═══ RAW RECORDS ═══

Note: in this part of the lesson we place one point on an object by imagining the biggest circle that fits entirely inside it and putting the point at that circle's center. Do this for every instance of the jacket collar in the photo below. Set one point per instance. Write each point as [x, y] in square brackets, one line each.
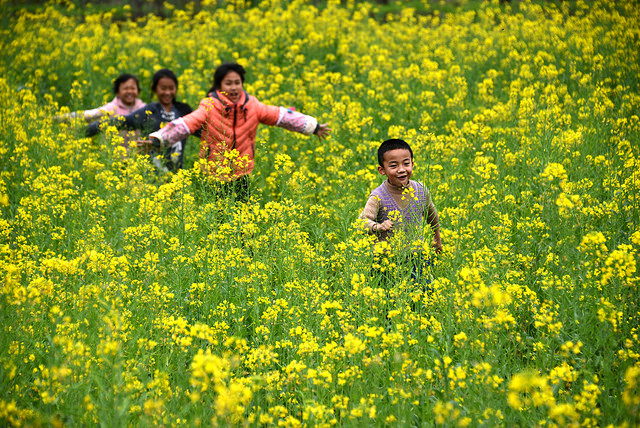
[226, 102]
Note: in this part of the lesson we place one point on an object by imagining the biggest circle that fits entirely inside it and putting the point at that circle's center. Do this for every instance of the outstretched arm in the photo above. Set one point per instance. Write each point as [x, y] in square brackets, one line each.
[302, 123]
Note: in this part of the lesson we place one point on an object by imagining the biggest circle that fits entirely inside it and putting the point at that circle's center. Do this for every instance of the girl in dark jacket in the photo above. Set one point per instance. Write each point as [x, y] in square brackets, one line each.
[153, 116]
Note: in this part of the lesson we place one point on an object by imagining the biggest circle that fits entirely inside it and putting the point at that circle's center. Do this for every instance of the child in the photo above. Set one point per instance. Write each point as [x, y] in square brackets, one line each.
[153, 116]
[400, 203]
[229, 119]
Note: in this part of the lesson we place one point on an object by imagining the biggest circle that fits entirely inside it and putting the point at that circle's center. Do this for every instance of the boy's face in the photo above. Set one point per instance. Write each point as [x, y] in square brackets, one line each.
[397, 166]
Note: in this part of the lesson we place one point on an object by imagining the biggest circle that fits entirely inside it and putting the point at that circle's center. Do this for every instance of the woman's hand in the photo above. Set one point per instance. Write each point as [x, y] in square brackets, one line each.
[323, 131]
[385, 226]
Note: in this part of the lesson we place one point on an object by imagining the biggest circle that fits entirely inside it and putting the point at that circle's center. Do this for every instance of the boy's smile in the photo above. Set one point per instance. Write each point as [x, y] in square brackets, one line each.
[397, 166]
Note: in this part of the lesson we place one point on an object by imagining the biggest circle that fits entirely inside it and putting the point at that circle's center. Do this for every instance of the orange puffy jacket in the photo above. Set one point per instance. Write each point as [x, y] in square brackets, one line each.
[226, 126]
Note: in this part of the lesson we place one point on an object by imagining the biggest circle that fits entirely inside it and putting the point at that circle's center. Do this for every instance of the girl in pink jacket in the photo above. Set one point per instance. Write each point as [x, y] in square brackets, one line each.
[126, 89]
[229, 119]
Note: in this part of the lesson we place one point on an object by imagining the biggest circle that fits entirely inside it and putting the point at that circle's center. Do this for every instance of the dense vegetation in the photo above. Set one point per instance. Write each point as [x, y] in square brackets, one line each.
[132, 298]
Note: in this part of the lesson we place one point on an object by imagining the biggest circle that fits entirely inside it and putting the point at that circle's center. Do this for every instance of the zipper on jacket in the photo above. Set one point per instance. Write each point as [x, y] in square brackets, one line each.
[235, 116]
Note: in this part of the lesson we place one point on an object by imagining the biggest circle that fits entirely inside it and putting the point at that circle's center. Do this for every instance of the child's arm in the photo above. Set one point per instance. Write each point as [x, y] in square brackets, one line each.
[370, 214]
[434, 222]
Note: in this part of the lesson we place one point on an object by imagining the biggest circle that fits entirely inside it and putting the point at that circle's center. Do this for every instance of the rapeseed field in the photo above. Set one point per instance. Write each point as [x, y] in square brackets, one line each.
[136, 298]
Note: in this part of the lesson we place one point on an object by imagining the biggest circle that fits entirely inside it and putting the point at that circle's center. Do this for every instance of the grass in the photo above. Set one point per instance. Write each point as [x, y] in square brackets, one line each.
[133, 298]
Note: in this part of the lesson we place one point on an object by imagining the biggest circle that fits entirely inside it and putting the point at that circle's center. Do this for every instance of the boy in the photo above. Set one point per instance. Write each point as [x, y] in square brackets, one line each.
[401, 204]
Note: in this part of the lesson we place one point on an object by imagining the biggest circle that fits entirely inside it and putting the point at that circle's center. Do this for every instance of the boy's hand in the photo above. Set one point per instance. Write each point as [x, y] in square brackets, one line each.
[385, 226]
[323, 131]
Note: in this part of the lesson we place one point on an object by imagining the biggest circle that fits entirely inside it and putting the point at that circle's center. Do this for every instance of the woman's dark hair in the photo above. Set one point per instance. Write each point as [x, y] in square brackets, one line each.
[123, 78]
[223, 70]
[392, 144]
[164, 72]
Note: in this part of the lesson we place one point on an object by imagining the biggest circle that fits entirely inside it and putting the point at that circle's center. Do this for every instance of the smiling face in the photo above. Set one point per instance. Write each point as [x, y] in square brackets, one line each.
[397, 166]
[232, 86]
[166, 91]
[128, 92]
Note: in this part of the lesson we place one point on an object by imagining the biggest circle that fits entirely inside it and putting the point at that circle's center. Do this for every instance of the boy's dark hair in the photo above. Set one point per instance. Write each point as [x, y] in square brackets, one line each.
[392, 144]
[163, 72]
[123, 78]
[223, 70]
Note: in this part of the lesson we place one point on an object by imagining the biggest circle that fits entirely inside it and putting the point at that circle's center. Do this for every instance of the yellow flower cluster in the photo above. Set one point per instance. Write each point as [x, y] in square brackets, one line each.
[132, 298]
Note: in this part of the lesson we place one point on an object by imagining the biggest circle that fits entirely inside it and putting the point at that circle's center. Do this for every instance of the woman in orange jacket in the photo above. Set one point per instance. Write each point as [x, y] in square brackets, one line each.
[228, 120]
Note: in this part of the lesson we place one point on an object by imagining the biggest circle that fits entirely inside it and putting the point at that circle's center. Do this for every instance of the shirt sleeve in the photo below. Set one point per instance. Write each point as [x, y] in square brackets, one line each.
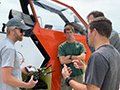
[8, 58]
[82, 49]
[96, 70]
[61, 51]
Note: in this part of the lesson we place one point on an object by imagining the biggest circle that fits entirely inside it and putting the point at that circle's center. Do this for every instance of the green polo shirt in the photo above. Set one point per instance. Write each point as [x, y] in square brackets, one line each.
[75, 48]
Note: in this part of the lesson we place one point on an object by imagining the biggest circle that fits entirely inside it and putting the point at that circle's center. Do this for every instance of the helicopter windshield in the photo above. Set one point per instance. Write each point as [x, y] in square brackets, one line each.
[54, 16]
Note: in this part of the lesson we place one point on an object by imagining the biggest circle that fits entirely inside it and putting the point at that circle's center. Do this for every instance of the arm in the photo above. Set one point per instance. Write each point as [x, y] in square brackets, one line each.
[79, 64]
[65, 59]
[81, 56]
[10, 80]
[75, 85]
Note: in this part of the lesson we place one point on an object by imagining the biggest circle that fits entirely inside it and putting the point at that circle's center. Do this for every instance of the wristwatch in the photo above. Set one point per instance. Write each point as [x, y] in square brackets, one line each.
[67, 80]
[70, 56]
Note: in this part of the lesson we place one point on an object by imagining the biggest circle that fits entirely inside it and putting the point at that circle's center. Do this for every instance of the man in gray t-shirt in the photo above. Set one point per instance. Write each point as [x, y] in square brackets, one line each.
[103, 69]
[10, 72]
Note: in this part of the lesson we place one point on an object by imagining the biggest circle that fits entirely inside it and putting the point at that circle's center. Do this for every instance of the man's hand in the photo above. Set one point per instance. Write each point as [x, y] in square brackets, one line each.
[23, 70]
[79, 64]
[66, 71]
[32, 83]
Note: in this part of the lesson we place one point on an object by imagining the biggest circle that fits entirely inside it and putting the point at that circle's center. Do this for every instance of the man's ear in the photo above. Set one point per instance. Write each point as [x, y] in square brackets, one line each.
[95, 32]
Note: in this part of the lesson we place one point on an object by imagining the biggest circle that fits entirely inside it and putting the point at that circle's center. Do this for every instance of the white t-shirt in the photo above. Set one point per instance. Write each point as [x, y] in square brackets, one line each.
[9, 57]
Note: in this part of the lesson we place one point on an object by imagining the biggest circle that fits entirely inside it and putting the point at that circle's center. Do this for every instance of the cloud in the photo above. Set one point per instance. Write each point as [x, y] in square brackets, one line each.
[110, 8]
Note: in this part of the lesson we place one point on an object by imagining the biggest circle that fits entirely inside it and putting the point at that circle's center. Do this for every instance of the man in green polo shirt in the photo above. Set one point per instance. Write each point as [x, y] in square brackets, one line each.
[68, 51]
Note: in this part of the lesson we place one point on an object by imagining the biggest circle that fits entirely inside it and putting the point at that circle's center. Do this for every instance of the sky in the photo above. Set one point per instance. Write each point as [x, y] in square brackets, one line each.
[110, 8]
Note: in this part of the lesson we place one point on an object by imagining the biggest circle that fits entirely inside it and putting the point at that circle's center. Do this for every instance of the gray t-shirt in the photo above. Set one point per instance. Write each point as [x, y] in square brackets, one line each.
[103, 69]
[9, 57]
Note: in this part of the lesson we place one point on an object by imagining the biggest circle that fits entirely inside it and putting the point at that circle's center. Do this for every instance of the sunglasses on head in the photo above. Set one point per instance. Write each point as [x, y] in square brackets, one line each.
[21, 30]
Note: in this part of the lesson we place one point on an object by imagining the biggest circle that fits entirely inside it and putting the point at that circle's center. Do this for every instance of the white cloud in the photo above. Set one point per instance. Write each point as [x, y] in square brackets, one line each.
[111, 9]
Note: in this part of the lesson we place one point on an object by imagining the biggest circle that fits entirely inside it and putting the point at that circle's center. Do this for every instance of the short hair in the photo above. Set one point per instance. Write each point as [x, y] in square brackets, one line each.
[8, 29]
[68, 27]
[102, 25]
[96, 14]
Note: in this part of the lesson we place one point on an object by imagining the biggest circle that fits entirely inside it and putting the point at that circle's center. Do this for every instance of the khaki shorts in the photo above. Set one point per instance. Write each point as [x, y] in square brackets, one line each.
[78, 78]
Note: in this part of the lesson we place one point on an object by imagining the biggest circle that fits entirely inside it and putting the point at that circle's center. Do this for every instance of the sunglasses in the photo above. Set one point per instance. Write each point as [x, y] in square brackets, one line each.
[21, 30]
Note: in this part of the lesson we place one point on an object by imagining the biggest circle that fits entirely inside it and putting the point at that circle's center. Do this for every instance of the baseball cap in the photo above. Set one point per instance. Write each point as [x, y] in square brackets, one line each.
[18, 22]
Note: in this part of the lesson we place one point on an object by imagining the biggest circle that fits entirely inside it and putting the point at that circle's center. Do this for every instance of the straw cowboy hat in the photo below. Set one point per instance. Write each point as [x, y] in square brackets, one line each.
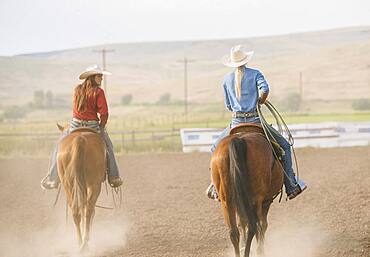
[238, 57]
[93, 70]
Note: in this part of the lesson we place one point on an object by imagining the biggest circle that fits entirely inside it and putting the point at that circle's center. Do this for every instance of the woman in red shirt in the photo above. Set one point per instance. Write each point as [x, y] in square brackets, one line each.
[90, 110]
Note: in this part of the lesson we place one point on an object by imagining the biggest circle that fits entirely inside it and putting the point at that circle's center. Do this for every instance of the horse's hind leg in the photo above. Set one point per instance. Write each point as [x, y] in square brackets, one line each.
[77, 220]
[230, 218]
[92, 196]
[262, 211]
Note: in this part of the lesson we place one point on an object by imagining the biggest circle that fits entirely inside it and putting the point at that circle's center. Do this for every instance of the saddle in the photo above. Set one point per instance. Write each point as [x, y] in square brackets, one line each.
[246, 128]
[84, 129]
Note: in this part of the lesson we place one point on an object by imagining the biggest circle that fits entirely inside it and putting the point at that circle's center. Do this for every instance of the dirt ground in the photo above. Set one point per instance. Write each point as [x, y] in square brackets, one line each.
[165, 211]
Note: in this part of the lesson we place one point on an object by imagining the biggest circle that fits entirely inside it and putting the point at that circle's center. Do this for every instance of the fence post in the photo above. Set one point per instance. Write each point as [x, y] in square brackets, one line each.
[122, 140]
[133, 137]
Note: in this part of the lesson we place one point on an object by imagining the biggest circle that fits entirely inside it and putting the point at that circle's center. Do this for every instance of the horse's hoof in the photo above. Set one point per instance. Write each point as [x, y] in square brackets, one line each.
[84, 247]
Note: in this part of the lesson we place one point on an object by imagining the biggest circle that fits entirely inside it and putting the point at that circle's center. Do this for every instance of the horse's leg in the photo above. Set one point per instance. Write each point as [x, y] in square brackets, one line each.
[262, 210]
[230, 218]
[249, 242]
[77, 220]
[92, 196]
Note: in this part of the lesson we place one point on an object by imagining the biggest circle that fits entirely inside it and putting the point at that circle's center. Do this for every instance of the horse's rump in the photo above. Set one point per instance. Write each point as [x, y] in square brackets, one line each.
[81, 168]
[246, 177]
[86, 150]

═══

**WHAT NEEDS TO BE DONE**
Locate "of the dirt" in the data above. Then repeat, exactly, its line and each line after it through the last, adding nothing.

**EXERCISE ANSWER**
Note: in this part of the lesson we place one point on an object by imagining the biggest circle that fits entirely inside it and putting the point at that circle's center. Do this for every instance of the dirt ground in the photo above. Set one point per instance. Write each point as [x, y] in square brackets, one line each.
[165, 211]
Note: in this part of the lesson we place one point on an object by imagining the biggest circle that fits entirely inside it and putting the point at that circle's center. Do this for every instance of the fence post in the photo above. Set one point per instance. Write each point as [x, y] in square brackets, one line each.
[122, 140]
[133, 137]
Note: in this part of the lesson we place one point on an object by imagining the biggest circle that fits entirely inside it and putting the point at that circle's center. Do this for every instance of the horse's hoof in the photo above. Set one point per instance. Write each point as [x, y] in square brackets, one line each.
[84, 247]
Note: in this part of the lesson we place one point on an object by imagining the biggest circle that fits entirely inside it and putting the point at that circle's center. Do this for every instance of the horse's leg in the photo above. Set one point per instance. Write each point as [x, y] in square brackets, one line each.
[262, 210]
[230, 218]
[249, 242]
[77, 220]
[92, 196]
Note: in this part of the lesson we place one point on an object by imagining the biggest circle that fits entirely inside it and putting the point at that circle's center. Do this for every instance of the horse's rump in the photo above. Set one point per instance. Write each point as [x, y] in square brackets, one line each.
[81, 168]
[246, 177]
[86, 150]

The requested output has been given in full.